O tempo da alma

José Hermano Saraiva, tem vindo a publicar no Sol, o seu Álbum de Memórias de uma vida. As histórias que vai contanto, ajudam a perceber o Estado Novo de que fez parte integrante, como ministro da Educação, já no período tardio de finais da década de sessenta.

José Hermano Saraiva, concluiu um curso de Letras e outro de Direito. No final de cada um dos cursos, pretendeu prosseguir a via universitária e académica e pelo que conta, foi sempre cortado nessa pretensão por causa do seu feitio rebelde e dado a confrontos de poder com a autoridade académica. E não só. Em tempos, definiu Cavaco Silva como um "pobre diabo"; arrependeu-se e na entrevista seguinte, corrigiu: "foi um honesto gerente"...humm!

Duas ou três histórias que conta sobre esse percurso e os escolhos que encontrou, tornam-se elucidativos de várias coisas que hoje em dia parecem miragens de um tempo que não volta e cuja evolução deveria ter sido no sentido da melhoria e da exigência de maior qualidade : a vida e universo académico, nas universidades.

- [Tarefa proposta 1]:
Extraia do texto sobre José Hermano Saraiva, sem qualquer alteração, o trecho que começa nas palavras "O tempo da alma" e termina logo após "década de sessenta.".
- [Tarefa proposta 2]:
Dê continuidade ao texto sobre José Hermano Saraiva a partir da última frase apresentada.

- [Dados]:
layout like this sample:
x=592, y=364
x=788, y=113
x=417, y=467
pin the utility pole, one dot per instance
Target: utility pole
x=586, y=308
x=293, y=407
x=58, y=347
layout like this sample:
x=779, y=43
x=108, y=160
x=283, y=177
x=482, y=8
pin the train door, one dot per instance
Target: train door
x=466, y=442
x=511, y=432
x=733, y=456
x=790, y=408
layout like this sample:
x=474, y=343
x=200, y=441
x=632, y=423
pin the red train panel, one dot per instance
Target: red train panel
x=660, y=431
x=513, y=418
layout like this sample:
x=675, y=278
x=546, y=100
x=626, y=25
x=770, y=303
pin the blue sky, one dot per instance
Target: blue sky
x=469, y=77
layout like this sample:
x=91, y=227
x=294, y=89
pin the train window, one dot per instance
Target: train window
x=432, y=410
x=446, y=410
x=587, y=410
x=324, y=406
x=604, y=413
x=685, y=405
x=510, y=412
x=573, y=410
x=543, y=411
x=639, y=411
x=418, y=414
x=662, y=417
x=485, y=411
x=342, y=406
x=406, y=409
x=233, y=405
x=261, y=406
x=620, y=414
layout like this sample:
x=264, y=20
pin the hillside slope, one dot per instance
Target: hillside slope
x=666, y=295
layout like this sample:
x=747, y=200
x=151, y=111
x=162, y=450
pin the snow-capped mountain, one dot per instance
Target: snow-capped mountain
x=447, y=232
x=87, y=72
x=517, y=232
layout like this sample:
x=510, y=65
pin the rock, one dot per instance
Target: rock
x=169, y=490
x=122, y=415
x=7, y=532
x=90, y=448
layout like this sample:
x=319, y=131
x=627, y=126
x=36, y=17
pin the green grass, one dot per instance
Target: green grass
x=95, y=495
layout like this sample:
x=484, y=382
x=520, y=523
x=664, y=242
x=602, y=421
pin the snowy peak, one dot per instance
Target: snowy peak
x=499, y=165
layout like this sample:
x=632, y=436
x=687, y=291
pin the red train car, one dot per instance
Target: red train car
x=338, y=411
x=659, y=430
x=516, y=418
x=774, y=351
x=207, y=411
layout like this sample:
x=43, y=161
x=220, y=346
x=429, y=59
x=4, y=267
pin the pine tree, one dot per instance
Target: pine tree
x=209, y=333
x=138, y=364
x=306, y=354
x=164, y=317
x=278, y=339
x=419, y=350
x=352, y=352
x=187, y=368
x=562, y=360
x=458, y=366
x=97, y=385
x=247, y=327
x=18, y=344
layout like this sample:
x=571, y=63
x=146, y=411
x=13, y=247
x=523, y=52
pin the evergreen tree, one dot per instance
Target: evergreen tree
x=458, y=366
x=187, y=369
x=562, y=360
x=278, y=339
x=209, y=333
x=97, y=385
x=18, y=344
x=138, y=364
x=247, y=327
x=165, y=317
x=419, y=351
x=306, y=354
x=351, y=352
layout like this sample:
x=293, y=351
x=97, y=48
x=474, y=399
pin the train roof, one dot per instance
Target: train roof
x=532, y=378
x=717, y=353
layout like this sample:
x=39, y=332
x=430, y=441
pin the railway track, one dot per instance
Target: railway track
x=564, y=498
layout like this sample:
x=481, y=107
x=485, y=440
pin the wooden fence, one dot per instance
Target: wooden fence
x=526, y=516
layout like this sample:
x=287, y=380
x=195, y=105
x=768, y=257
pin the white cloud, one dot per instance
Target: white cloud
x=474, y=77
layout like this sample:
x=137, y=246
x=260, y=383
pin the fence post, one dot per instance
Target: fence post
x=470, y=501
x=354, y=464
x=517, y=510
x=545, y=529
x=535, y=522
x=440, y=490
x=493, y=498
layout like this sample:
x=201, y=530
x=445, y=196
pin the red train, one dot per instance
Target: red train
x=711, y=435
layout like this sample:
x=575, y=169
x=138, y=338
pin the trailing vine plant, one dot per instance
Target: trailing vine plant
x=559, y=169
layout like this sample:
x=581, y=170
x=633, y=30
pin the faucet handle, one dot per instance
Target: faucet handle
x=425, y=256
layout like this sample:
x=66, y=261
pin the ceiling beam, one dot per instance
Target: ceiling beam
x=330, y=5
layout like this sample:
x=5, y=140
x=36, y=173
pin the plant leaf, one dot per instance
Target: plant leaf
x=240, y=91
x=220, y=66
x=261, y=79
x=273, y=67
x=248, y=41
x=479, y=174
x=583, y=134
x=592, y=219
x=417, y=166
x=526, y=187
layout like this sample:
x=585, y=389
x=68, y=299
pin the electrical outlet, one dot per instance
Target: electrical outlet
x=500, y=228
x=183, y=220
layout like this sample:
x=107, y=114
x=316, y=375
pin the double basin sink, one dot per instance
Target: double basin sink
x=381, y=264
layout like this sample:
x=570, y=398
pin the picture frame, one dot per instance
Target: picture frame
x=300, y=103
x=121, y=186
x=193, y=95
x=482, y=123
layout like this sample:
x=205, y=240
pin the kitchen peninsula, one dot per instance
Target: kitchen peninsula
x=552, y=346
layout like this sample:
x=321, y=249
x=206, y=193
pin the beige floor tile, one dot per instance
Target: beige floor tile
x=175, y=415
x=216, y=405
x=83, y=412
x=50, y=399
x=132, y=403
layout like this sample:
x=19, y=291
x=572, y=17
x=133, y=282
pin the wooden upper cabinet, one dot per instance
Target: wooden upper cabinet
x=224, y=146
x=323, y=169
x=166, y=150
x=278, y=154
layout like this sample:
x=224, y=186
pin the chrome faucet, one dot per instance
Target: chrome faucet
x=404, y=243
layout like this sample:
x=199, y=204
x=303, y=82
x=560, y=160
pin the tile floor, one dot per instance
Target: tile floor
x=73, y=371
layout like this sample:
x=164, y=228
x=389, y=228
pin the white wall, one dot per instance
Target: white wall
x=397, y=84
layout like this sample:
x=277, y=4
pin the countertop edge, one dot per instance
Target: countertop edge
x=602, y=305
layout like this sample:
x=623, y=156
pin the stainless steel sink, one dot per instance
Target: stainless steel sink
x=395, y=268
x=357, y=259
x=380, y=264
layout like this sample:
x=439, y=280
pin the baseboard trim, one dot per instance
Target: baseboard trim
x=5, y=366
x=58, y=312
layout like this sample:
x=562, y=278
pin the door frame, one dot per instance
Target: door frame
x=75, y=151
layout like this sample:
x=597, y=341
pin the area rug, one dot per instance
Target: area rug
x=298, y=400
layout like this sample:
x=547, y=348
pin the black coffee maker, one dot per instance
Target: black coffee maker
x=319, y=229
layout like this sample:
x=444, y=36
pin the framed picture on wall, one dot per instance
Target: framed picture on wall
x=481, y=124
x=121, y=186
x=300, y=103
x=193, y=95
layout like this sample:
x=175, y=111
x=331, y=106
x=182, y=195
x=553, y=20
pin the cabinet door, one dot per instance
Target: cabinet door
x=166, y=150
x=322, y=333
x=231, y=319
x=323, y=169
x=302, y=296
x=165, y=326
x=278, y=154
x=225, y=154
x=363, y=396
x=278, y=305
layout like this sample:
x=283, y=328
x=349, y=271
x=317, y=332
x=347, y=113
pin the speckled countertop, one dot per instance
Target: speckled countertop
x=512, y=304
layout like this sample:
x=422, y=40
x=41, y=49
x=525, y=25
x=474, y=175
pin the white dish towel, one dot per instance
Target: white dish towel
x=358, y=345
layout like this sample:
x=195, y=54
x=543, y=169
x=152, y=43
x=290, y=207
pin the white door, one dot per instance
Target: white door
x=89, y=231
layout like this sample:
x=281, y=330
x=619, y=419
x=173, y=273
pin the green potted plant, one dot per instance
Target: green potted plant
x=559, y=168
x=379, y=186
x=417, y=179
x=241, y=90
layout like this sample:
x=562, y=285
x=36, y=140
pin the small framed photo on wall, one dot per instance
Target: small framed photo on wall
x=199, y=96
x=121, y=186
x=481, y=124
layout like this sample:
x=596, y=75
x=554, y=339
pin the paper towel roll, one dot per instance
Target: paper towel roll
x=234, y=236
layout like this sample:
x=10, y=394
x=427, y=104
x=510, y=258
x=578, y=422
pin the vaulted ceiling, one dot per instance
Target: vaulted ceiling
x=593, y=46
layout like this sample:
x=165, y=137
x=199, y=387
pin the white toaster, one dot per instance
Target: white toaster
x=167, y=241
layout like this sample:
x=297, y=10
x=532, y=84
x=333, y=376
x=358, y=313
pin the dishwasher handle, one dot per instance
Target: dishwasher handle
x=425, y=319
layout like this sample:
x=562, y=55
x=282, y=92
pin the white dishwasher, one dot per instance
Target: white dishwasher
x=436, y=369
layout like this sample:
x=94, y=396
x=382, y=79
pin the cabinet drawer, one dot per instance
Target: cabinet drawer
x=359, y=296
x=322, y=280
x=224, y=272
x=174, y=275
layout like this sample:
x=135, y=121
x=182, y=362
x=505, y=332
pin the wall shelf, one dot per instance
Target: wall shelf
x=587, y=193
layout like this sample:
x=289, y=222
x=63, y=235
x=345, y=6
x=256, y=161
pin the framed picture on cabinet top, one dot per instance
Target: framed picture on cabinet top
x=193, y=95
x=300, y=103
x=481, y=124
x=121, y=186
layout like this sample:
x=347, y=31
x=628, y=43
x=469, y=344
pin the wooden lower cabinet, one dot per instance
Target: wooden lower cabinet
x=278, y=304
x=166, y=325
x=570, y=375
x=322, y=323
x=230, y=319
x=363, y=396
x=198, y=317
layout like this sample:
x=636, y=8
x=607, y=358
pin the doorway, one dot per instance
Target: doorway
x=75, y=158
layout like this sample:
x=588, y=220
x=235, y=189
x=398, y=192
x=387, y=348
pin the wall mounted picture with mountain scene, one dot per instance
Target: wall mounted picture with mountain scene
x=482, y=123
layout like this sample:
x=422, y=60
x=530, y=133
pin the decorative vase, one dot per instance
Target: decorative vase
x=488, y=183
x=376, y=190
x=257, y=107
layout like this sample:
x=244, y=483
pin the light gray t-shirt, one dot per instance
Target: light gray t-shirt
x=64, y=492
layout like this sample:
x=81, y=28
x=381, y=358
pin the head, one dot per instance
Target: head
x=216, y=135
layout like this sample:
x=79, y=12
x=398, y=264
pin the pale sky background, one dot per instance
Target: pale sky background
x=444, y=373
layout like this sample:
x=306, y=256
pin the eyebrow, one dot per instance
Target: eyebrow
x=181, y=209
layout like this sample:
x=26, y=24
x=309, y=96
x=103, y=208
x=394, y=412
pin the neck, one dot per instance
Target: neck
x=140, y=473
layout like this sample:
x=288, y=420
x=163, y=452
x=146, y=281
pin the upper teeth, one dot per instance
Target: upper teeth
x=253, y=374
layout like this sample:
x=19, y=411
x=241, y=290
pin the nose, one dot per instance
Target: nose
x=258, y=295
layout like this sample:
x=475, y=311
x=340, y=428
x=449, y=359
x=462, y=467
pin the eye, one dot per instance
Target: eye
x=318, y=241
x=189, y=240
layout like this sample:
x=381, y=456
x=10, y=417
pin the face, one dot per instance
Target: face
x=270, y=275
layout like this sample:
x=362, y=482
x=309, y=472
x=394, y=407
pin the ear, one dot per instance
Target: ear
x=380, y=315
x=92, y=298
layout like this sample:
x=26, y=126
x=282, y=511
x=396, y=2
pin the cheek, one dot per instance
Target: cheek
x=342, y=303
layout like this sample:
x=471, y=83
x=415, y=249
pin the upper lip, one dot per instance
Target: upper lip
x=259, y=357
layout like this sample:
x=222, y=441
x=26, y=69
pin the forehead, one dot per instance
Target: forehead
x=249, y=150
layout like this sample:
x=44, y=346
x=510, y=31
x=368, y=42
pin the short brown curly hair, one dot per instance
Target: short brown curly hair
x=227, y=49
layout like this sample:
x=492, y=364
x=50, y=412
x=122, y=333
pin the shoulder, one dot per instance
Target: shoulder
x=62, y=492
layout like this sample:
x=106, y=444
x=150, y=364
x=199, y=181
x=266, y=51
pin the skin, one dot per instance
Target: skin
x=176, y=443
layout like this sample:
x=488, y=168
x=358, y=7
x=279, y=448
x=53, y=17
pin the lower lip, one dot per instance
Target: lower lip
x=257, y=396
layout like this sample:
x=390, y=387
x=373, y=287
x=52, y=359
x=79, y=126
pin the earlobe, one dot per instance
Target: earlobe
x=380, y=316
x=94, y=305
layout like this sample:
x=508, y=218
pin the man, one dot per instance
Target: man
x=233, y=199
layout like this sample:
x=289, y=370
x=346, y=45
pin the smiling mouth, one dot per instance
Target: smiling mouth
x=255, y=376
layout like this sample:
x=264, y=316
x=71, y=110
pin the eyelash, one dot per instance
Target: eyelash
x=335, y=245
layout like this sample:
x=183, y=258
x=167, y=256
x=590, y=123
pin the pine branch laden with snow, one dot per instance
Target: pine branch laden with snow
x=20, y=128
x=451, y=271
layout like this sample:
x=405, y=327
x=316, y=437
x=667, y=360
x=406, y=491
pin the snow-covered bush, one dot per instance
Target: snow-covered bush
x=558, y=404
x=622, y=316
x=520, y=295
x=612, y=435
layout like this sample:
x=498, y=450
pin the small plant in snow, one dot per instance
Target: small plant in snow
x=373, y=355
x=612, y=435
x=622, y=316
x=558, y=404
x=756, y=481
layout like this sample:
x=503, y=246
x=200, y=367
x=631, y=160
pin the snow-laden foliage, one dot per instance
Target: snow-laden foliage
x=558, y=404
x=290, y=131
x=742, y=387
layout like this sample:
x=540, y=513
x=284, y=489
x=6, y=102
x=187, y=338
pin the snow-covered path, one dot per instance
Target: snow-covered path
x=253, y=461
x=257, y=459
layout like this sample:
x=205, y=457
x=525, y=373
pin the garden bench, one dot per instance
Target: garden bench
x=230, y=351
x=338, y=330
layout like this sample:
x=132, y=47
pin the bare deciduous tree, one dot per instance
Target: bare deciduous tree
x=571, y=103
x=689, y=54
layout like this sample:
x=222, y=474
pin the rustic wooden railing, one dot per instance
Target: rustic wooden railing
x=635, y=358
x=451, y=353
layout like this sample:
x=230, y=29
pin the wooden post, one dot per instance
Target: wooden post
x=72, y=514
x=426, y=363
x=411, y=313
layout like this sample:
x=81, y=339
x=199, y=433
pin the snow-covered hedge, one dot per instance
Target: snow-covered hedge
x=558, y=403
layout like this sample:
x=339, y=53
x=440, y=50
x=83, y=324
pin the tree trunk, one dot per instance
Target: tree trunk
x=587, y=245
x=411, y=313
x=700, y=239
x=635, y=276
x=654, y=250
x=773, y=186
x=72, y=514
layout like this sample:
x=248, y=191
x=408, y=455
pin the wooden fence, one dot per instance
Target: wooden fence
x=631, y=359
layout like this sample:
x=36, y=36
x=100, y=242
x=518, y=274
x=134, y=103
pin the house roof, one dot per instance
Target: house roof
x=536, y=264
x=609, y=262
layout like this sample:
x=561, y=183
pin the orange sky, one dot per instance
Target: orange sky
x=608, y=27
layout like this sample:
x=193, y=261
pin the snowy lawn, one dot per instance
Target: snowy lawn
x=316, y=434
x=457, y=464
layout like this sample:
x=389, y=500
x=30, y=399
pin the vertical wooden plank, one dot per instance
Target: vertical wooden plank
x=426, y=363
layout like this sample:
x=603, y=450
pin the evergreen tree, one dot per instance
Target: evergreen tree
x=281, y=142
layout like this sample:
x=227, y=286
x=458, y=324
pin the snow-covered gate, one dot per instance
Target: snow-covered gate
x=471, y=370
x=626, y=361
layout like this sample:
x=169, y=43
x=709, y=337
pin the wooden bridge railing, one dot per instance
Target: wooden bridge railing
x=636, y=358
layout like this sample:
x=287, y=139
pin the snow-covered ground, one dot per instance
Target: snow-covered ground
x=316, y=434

- [Resposta escrita 1]:
O tempo da alma

José Hermano Saraiva, tem vindo a publicar no Sol, o seu Álbum de Memórias de uma vida. As histórias que vai contanto, ajudam a perceber o Estado Novo de que fez parte integrante, como ministro da Educação, já no período tardio de finais da década de sessenta.

- [Resposta escrita 2]:
Comparar essas histórias com os episódios picarescos de algumas universidades privadas actuais e com acontecimentos recentes que atingem algumas pessoas que detém o poder executivo, em cargos de governo e em empresas importantes e públicas, hoje, em Portugal, é um exercício deletério e triste, porque espelha o estado actual onde chegamos, ao fim de um pouco mais de trinta anos e principalmente dá-nos um retrato aproximado, da evolução da democracia em que vivemos.

Porém, o que José H. Saraiva conta dos anos 40 e 50, dá uma ideia aproximada da essência do Estado Novo, como imagino que terá sido, porque não o vivi nessa época e apenas a pressinto através destes testemunhos e da conjugação do que fui vivendo na década terminal do regime.

Um episódio que me parece emblemático, a vários títulos, é este que se transcreve:

Logo depois da minha licenciatura em Direito com nota que me encorajava a prosseguir, formulei o projecto de requerer uma bolsa de estudo em Direito numa universidade italiana. Apresentei o projecto no Instituto de Altos Estudos, dei como testemunhas e abonadores os meus professores de Direito, entre eles o professor Paulo Cunha. A minha pretensão foi deferida e foi-me atribuída uma bolsa. Eu iria com a minha mulher para Itália, passaria lá alguns anos a estudar Direito e depois faria o doutoramento na faculdade. Eram estes os projectos no início da minha vida.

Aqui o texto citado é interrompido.